→ DIRECTIONS FOR THIS TASK:
Wherever the word "handlebar" appears in a line of the records, copy that line.

→ TASK INPUTS:
- - - -
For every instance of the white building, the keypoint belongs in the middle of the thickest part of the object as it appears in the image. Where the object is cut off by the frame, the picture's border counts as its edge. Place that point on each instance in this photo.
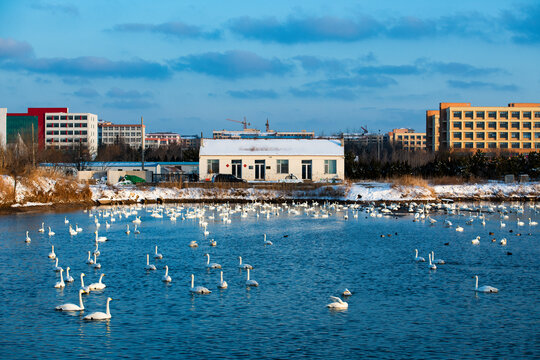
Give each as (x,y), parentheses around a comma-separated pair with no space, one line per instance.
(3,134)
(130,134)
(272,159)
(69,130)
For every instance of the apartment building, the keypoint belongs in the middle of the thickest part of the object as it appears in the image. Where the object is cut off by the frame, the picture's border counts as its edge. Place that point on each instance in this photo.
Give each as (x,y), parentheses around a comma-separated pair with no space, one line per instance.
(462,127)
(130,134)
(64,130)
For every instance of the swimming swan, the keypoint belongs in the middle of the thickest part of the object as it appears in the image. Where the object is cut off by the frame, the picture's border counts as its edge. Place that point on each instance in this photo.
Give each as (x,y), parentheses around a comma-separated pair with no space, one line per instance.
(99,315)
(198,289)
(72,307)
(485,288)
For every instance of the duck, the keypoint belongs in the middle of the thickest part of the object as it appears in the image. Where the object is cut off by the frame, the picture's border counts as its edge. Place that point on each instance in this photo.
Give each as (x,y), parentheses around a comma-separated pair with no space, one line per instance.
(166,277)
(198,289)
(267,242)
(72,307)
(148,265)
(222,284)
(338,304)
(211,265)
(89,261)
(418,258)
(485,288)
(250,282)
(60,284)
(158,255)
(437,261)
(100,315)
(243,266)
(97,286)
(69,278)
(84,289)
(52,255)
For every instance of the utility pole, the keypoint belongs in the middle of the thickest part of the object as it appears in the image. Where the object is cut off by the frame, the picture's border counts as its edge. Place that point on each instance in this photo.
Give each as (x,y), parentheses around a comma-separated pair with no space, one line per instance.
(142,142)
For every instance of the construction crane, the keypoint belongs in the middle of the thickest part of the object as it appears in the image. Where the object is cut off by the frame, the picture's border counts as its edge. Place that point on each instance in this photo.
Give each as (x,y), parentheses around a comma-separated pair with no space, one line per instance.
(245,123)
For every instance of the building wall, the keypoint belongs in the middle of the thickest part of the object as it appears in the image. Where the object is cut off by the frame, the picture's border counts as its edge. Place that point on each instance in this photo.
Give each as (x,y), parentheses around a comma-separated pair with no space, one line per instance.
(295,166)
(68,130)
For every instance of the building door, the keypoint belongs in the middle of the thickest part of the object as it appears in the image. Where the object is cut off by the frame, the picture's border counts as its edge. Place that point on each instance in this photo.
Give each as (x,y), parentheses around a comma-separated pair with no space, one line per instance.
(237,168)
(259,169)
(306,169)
- - - -
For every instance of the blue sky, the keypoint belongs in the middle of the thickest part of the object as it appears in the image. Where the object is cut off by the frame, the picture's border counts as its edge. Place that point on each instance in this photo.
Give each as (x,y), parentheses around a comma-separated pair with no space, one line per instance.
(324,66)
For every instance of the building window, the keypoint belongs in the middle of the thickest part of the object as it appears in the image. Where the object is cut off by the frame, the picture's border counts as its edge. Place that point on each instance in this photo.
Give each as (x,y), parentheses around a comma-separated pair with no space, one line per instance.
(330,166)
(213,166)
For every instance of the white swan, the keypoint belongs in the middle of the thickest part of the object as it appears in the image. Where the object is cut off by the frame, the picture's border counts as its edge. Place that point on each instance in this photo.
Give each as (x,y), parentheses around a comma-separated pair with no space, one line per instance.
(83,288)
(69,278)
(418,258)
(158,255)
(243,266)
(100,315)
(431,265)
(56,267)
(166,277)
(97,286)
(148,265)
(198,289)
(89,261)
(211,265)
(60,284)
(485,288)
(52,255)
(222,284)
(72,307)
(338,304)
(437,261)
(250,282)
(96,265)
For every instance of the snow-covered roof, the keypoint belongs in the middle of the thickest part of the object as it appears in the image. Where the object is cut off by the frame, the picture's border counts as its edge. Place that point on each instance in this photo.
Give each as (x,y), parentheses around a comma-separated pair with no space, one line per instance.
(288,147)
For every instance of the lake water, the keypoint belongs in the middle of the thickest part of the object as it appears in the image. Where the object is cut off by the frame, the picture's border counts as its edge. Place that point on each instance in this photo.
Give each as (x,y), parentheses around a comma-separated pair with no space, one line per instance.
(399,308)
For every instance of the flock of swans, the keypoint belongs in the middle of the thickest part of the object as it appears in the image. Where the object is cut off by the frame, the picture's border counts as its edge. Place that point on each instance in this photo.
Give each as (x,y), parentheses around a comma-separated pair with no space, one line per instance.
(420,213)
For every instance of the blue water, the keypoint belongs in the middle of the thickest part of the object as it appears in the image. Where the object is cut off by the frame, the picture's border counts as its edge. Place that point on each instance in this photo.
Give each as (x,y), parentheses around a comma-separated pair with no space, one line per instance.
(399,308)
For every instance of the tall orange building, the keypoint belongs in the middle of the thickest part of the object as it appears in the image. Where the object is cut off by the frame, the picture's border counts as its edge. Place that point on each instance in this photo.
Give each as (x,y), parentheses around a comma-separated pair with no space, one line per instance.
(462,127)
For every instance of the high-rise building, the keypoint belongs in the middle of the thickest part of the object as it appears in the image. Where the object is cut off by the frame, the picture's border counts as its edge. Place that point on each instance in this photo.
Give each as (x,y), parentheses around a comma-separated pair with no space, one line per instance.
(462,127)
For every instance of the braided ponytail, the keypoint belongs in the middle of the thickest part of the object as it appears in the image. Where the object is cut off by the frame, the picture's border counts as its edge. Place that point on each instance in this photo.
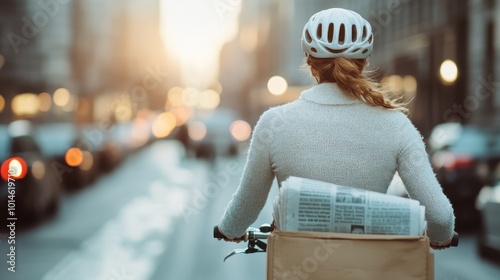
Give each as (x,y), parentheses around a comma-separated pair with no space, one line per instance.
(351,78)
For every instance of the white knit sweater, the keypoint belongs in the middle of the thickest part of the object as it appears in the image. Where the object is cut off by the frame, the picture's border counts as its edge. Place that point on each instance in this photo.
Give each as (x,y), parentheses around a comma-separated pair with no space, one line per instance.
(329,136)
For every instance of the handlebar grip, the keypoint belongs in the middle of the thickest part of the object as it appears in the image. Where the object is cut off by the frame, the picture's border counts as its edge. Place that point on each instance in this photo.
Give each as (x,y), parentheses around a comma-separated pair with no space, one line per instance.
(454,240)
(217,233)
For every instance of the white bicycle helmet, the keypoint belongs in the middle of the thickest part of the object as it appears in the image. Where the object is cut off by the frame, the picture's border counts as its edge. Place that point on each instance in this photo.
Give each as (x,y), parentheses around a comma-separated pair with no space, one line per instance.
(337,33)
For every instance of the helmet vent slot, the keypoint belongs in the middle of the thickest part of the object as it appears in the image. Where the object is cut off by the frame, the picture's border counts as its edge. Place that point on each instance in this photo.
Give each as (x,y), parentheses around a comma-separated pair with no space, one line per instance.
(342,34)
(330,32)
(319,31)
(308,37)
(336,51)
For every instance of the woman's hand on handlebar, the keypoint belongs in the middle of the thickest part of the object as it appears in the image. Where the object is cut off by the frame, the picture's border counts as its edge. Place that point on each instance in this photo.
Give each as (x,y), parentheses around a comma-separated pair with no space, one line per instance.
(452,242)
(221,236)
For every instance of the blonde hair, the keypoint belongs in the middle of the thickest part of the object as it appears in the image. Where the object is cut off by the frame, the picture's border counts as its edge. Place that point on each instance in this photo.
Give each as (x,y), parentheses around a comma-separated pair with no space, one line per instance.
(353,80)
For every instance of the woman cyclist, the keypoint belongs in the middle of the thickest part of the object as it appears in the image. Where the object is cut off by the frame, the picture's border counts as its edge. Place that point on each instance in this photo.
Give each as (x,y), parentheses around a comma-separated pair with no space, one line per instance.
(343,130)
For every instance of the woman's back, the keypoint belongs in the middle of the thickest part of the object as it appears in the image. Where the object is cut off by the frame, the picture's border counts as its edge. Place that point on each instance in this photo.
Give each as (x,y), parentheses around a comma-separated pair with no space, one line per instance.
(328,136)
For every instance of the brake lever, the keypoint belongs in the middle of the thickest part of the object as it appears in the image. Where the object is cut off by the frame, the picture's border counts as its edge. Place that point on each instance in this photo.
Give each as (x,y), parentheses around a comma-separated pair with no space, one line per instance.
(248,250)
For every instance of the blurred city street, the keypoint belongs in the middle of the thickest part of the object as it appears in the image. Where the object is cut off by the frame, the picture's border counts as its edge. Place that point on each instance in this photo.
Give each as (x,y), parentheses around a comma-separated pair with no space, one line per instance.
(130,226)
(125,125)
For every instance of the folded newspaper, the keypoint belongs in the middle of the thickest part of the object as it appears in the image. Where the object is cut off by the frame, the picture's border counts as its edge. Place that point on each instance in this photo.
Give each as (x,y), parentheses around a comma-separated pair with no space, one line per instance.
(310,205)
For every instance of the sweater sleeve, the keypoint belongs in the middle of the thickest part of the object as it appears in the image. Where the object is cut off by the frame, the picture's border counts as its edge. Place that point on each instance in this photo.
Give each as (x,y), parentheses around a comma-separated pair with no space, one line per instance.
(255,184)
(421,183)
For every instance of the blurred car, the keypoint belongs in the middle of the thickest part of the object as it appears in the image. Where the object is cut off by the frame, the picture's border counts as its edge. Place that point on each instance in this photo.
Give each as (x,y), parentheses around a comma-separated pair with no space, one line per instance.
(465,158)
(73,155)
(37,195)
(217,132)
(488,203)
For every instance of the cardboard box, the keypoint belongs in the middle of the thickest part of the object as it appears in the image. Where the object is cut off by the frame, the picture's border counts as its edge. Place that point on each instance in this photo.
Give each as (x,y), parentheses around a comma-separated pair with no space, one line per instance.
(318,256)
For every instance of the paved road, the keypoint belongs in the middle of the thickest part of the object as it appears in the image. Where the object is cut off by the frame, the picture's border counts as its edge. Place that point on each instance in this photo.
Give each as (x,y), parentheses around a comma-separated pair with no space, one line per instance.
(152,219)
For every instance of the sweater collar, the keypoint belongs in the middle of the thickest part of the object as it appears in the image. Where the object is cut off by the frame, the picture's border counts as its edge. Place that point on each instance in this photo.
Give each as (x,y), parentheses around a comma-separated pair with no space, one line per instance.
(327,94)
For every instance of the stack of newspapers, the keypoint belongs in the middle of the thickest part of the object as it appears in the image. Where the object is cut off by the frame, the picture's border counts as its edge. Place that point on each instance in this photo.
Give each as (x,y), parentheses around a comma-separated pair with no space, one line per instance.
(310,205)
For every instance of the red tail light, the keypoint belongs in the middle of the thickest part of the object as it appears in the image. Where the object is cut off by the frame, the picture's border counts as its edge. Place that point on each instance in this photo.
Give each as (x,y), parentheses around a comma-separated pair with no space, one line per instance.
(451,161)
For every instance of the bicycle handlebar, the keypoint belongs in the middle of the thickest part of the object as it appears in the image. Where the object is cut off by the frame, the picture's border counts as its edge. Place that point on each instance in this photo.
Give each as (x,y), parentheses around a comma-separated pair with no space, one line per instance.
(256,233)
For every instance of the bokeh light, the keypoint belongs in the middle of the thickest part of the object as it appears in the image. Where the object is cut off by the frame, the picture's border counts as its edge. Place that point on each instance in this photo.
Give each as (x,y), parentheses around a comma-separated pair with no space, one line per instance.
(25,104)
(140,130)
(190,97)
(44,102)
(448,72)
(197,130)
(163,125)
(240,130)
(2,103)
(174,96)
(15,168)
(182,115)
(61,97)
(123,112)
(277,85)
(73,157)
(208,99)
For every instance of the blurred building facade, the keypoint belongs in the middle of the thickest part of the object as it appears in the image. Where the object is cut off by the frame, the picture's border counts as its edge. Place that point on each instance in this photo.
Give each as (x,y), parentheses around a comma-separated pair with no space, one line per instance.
- - - -
→ EXPECTED OUTPUT:
For every instance of the handlebar grip, the keypoint belongs in the middle of the thickest part of the object as it appears in the image. Where the object is cut off by the frame, the picture's border counts as its edge. Place that point on each instance in this photo.
For every instance of the woman's hand on handlebar, the keypoint belongs in the middle of the thickest part of the object as it appears in the image. Where the object is cut off by the frame, the picture's border counts as its edge. Place that point on each instance in this photo.
For every instance of the bicycle handlebar, the keypoint belongs in the middle of the thickest part of the object as it appears in the image. Where the object is cut off by the frame, the picture's border counts as its edge. Place that point on each instance in this photo.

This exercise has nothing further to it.